On April 25, the Supreme Court will hear oral arguments in Trump v. United States. The case, which grew out of Donald Trump’s effort to overturn his loss in the 2020 election, calls on the Supreme Court to determine to what extent, if any, a former president enjoys immunity from being prosecuted for committing allegedly criminal acts during his tenure in office and perhaps in the course of his official duties. Regardless of the decision, by persuading the Supreme Court to hear the case, Trump may have already achieved victory. If Trump prevails on appeal, the charges against him will be dropped, and if he loses, the Court’s decision may make concluding this case before the election impossible—a Trump goal.
On August 1, 2023, a federal grand jury indicted Donald Trump on four counts related to his actions following the 2020 election. He is charged with participating in a conspiracy to defraud the United States, by knowingly making false claims of election fraud with the aim of overturning the legitimate results of the 2020 presidential election; with conspiring to corruptly obstruct the certification of the presidential election results on January 6, 20211 and with conspiring to engage in actions that illegally interfere with voters’ rights to have their votes counted. Trump claims that whether or not he committed the charged crimes, he cannot be tried for them because no court may hold a former president accountable for any actions he took in his official capacity.
It would be naive to think that the justices’ political views will not affect their decisions in this case, but it would be equally wrong to think that the justices’ votes will be determined by their politics—making a Trump victory inevitable. Not only are justices’ political leanings intertwined with and affected by their views of the law, but also when the Court is defining the powers of the president, it typically seeks to maximize the number of justices who join the majority opinion. Chief Justice Roberts, in particular, seems to prioritize this concern. Efforts to achieve unity or something close to it fosters compromises on the language and reach of rulings.
The brief that Trump’s team filed might be characterized as throwing a number of arguments, none of which is necessarily persuasive, against a wall to see what sticks. This is not a bad strategy. Trump needs five votes to win. Even if eight justices rejected each of Trump’s arguments, if five justices were each persuaded by a different argument, Trump would receive the immunity he seeks.
The impeachment clause
Consider one of the arguments Trump emphasizes, the claim that presidents can only be tried criminally if they have first been impeached. This argument rests on the Constitution’s impeachment clause, which provides:
Judgment in Cases of Impeachment shall not extend further than to removal from Office, and disqualification to hold and enjoy any Office of honor, Trust, or Profit under the United States: but the Party convicted shall nevertheless be liable and subject to Indictment, Trial, Judgment and Punishment, according to Law.
Trump reads this language as implicitly providing that unless a president is first impeached and convicted for a crime he committed while in office, he cannot be tried in an ordinary court of law for that crime. This is not, however, what the language of the impeachment clause says. In fact, it can be read as saying almost the opposite; namely, that presidents are not above the law and may be tried for official actions that violate the criminal law. Under this reading, the language providing that presidents may be tried after having been impeached and convicted is there to make it clear that trying a president who has been removed from office after being impeached and convicted does not constitute double jeopardy. It follows from this that trying a president who has been impeached and acquitted is similarly not barred by double jeopardy.

_RECORD EXTRACTS:_
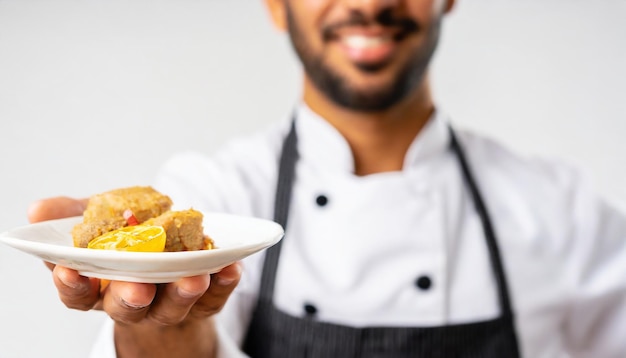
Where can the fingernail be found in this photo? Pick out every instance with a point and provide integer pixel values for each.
(225, 281)
(186, 294)
(71, 284)
(132, 305)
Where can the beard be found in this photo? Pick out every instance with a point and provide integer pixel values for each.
(338, 88)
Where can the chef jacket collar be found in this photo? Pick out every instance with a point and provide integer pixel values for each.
(322, 146)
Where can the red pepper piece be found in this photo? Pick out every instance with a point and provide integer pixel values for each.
(130, 217)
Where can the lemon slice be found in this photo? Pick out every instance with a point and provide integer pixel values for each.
(138, 238)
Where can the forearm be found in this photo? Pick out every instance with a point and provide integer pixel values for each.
(192, 338)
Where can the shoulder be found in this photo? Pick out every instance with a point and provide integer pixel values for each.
(230, 179)
(546, 201)
(499, 165)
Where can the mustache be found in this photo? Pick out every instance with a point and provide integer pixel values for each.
(385, 18)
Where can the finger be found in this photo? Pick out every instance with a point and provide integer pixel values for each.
(49, 265)
(222, 285)
(175, 300)
(75, 291)
(128, 302)
(55, 208)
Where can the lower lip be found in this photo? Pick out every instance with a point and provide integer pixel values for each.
(371, 54)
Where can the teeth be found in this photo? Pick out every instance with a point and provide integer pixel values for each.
(362, 42)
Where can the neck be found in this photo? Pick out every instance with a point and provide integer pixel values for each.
(378, 140)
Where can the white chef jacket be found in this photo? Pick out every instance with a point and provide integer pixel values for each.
(357, 258)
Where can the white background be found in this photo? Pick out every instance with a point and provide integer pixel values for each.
(95, 94)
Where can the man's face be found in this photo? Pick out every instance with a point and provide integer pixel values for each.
(365, 55)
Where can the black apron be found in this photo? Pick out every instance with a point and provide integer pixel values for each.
(275, 334)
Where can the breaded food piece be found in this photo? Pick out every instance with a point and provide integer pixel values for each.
(183, 230)
(144, 201)
(105, 212)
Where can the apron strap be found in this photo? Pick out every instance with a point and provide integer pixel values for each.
(485, 219)
(282, 201)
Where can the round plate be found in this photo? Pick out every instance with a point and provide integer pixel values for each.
(235, 237)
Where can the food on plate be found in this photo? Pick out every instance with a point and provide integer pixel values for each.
(138, 238)
(139, 219)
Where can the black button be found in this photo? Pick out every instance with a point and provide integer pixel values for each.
(321, 200)
(424, 282)
(310, 309)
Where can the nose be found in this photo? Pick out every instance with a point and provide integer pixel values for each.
(371, 8)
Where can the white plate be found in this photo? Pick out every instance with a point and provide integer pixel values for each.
(235, 236)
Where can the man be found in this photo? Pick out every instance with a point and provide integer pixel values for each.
(403, 237)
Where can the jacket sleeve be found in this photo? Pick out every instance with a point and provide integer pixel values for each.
(596, 318)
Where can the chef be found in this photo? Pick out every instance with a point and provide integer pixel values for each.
(405, 236)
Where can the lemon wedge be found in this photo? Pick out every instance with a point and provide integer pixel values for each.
(137, 238)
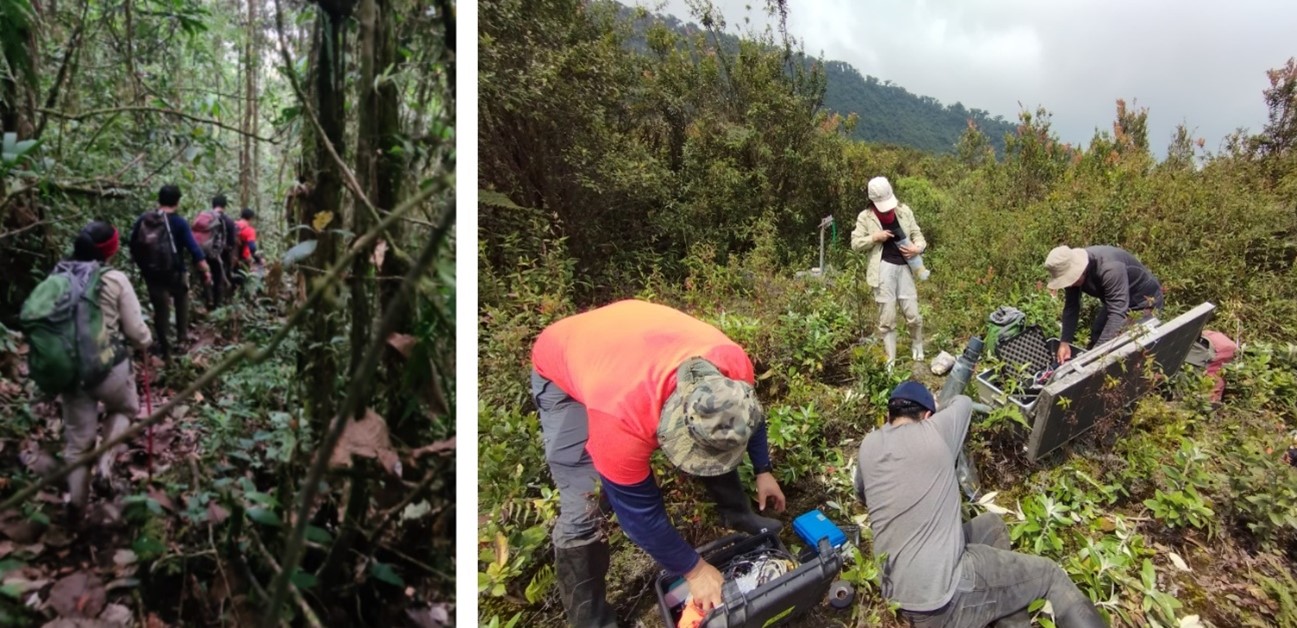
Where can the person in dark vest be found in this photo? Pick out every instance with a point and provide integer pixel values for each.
(119, 308)
(157, 239)
(217, 235)
(1126, 289)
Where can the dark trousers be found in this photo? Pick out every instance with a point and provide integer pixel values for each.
(1138, 314)
(996, 584)
(215, 292)
(162, 291)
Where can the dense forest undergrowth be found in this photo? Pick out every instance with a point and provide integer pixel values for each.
(302, 439)
(697, 178)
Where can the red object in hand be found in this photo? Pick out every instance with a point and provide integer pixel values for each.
(691, 615)
(148, 406)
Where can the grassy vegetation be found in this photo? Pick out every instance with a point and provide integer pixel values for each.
(1183, 509)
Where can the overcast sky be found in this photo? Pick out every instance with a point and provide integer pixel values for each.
(1189, 61)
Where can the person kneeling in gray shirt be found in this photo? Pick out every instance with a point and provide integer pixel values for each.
(940, 571)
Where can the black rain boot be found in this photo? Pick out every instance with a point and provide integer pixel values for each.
(1081, 615)
(583, 589)
(734, 506)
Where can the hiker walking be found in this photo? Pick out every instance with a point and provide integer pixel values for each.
(889, 274)
(612, 386)
(1126, 288)
(88, 308)
(943, 572)
(157, 239)
(214, 231)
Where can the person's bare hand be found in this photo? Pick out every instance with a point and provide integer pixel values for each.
(704, 585)
(768, 488)
(1064, 352)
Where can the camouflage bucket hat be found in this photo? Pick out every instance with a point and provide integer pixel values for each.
(707, 422)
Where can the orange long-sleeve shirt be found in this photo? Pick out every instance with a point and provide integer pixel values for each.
(620, 362)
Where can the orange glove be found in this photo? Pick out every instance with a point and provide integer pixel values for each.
(691, 615)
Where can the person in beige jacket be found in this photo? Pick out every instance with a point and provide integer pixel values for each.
(887, 274)
(99, 241)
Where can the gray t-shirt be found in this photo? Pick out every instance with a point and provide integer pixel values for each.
(907, 479)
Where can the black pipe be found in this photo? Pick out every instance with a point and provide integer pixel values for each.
(955, 384)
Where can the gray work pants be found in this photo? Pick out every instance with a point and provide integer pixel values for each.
(81, 424)
(564, 427)
(999, 584)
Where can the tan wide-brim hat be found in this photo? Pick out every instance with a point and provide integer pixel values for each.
(707, 422)
(1065, 266)
(881, 193)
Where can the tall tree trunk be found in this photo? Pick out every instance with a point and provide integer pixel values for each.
(324, 197)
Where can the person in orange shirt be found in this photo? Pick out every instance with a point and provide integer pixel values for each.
(247, 241)
(615, 384)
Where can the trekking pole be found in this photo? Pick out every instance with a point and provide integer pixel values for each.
(148, 406)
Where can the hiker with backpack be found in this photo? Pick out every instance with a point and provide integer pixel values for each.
(247, 239)
(215, 235)
(75, 322)
(156, 241)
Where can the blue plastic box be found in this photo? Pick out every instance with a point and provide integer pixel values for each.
(813, 526)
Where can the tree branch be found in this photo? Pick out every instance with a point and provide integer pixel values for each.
(153, 109)
(357, 391)
(244, 352)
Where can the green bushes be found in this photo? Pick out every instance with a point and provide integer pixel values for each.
(695, 178)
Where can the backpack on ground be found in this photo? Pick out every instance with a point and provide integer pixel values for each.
(209, 231)
(153, 247)
(64, 326)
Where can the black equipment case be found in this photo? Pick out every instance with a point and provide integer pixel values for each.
(772, 603)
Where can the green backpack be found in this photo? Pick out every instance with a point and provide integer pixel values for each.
(64, 326)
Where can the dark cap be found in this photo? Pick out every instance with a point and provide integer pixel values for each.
(915, 392)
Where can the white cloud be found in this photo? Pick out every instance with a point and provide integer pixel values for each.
(1191, 61)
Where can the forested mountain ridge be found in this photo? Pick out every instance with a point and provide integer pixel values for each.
(887, 113)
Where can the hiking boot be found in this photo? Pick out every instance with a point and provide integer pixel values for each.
(734, 506)
(1081, 615)
(583, 589)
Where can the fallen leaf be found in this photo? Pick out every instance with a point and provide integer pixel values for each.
(36, 459)
(435, 448)
(367, 439)
(78, 596)
(162, 498)
(432, 616)
(322, 219)
(217, 514)
(57, 537)
(25, 584)
(21, 531)
(123, 558)
(117, 615)
(402, 343)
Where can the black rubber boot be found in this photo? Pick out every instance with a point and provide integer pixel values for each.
(736, 509)
(1081, 615)
(583, 589)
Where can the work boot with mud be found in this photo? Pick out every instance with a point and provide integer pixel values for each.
(1081, 615)
(734, 506)
(581, 572)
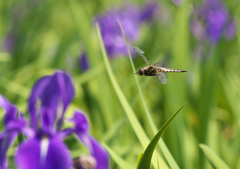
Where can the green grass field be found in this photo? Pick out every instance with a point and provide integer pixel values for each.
(124, 109)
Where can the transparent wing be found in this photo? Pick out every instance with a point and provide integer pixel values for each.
(158, 64)
(162, 78)
(140, 52)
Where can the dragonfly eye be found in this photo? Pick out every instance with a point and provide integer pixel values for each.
(140, 72)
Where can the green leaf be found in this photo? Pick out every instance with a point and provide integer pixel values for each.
(216, 161)
(141, 135)
(121, 163)
(161, 143)
(147, 155)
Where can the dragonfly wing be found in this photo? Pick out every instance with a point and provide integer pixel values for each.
(158, 64)
(140, 52)
(162, 78)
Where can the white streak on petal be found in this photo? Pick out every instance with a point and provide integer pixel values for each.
(44, 149)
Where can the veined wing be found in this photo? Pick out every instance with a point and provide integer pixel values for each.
(162, 77)
(158, 64)
(140, 52)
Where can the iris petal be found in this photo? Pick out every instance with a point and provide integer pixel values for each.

_TASKS AND EXERCISES:_
(A) Gather every line of the rows that contains the string "chef".
(B) Extend the passage on Trump's immunity appeal, starting right after its final sentence.
The passage on Trump's immunity appeal and the rows are unrelated material.

_TASK RESPONSES:_
(A)
Where can the chef jacket collar be found in this photo? Pick out every instance with a point and provide integer pixel values for each.
Where can the white chef jacket be found in this photo? Pick out every instance with a point and provide integer pixel values for each.
Where can the chef be found in this photo? Pick out every instance with a point and provide integer pixel values for each.

(B)
On this issue, the government has the more persuasive case. Although Trump’s attorneys can cite some language around the time of the Constitution’s adoption which could be read as supporting their interpretation, the evidence from history lends far more support to the government’s position. In rejecting proposals that would have given presidents longer terms or more power, the Constitution’s drafters and advocates were clear in not wanting a chief executive who was like a king, whose person was inviolate because he was above the law.
Moreover, the impeachment clause applies not just to the president and vice president, but to numbers of federal officials. Two federal judges have been impeached and convicted by the Senate only after they had been prosecuted for the same crimes in ordinary courts of law. If impeachment and conviction were necessary precursors to facing criminal charges, the judges’ trials should never have happened. Similarly, one wonders why President Ford would have offered a pardon, which presupposes the commission of a crime, and why Nixon would have accepted one, if each did not believe that Nixon was vulnerable to criminal charges for his Watergate-related actions.2
In addition, it is interesting, though perhaps technically irrelevant, that when President Trump was impeached and tried in the Senate for his participation in the events of January 6, his attorneys argued that since his term in office had by then expired, the appropriate remedy was not a trial in the Senate on the counts of impeachment, but prosecution in a criminal case. A number of senators, who voted to acquit Trump when he was impeached for the events surrounding January 6, seem to have accepted this argument and indicated that they thought a criminal trial was the appropriate venue for assessing Trump’s conduct.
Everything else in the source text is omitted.